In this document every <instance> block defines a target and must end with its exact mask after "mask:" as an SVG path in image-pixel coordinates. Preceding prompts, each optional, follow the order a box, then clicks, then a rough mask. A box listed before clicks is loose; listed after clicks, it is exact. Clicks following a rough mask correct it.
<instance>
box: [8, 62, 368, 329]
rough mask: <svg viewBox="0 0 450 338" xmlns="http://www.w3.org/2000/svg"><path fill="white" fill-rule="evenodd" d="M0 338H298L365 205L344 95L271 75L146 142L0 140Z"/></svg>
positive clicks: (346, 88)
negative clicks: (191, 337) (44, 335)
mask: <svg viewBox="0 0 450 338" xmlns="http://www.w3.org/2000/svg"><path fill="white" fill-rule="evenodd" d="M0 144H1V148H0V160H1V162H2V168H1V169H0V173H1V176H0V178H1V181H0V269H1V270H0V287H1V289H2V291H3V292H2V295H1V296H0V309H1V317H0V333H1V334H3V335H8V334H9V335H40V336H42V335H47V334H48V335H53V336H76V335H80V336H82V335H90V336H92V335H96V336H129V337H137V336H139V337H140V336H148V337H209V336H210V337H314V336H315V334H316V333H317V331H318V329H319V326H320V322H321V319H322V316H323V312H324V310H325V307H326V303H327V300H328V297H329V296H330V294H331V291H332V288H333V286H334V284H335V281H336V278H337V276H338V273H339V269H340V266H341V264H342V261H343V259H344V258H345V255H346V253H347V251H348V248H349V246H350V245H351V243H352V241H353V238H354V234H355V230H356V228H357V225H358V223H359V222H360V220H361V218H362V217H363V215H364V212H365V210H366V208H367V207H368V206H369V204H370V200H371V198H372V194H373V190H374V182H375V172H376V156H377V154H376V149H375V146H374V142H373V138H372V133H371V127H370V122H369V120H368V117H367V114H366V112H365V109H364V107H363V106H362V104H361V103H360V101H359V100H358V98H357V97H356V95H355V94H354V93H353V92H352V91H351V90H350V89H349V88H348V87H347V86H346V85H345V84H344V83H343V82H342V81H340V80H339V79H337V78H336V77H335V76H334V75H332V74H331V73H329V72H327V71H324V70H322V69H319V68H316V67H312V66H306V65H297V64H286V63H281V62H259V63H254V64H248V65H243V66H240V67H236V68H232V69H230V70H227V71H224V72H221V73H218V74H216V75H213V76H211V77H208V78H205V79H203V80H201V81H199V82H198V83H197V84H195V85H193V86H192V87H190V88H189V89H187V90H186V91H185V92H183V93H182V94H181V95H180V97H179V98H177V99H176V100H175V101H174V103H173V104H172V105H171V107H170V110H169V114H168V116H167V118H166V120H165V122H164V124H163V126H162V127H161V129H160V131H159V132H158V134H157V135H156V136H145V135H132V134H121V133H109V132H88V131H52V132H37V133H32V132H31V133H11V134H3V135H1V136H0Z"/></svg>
---
*THE TASK:* Rewrite the lines above as a numbered list, leaving out any blank lines.

*RESPONSE TO THIS EXERCISE:*
1. In this document every <instance> block defines a target and must end with its exact mask after "mask:" as an SVG path in image-pixel coordinates. Preceding prompts, each optional, follow the order a box, then clicks, then a rough mask. A box listed before clicks is loose; listed after clicks, it is exact. Clicks following a rough mask correct it.
2. <instance>
3. box: [8, 62, 368, 329]
4. rough mask: <svg viewBox="0 0 450 338" xmlns="http://www.w3.org/2000/svg"><path fill="white" fill-rule="evenodd" d="M0 338H298L365 205L344 95L271 75L146 142L0 140Z"/></svg>
5. positive clicks: (346, 88)
6. negative clicks: (191, 337) (44, 335)
7. mask: <svg viewBox="0 0 450 338" xmlns="http://www.w3.org/2000/svg"><path fill="white" fill-rule="evenodd" d="M0 144H1V148H0V160H1V162H2V168H1V169H0V173H1V176H0V178H1V181H0V269H1V270H0V287H1V289H2V291H3V292H2V295H1V296H0V309H1V317H0V333H1V334H3V335H8V334H9V335H40V336H42V335H47V334H48V335H53V336H76V335H80V336H82V335H90V336H92V335H96V336H129V337H137V336H139V337H140V336H148V337H209V336H210V337H314V336H315V334H316V333H317V331H318V329H319V326H320V322H321V319H322V316H323V312H324V310H325V307H326V303H327V300H328V297H329V296H330V294H331V291H332V288H333V286H334V284H335V281H336V278H337V276H338V273H339V269H340V266H341V264H342V261H343V259H344V258H345V255H346V253H347V251H348V248H349V246H350V245H351V243H352V241H353V238H354V234H355V230H356V228H357V225H358V223H359V222H360V220H361V218H362V217H363V215H364V212H365V210H366V208H367V207H368V206H369V204H370V200H371V198H372V194H373V190H374V182H375V172H376V156H377V154H376V149H375V146H374V142H373V138H372V133H371V127H370V122H369V120H368V117H367V114H366V112H365V109H364V107H363V106H362V104H361V103H360V101H359V100H358V98H357V97H356V95H355V94H354V93H353V92H352V91H351V90H350V89H349V88H348V87H347V86H346V85H345V84H344V83H343V82H342V81H340V80H339V79H337V78H336V77H335V76H334V75H332V74H331V73H329V72H327V71H324V70H322V69H319V68H316V67H312V66H306V65H297V64H286V63H281V62H259V63H254V64H248V65H243V66H240V67H236V68H232V69H230V70H227V71H224V72H221V73H218V74H216V75H213V76H211V77H208V78H205V79H203V80H201V81H199V82H198V83H197V84H195V85H193V86H192V87H190V88H189V89H187V90H186V91H185V92H183V93H182V94H181V95H180V97H179V98H177V99H176V100H175V101H174V103H173V104H172V105H171V107H170V110H169V114H168V116H167V118H166V120H165V122H164V124H163V126H162V127H161V129H160V131H159V132H158V134H157V135H156V136H145V135H132V134H121V133H109V132H88V131H52V132H37V133H32V132H31V133H11V134H3V135H1V136H0Z"/></svg>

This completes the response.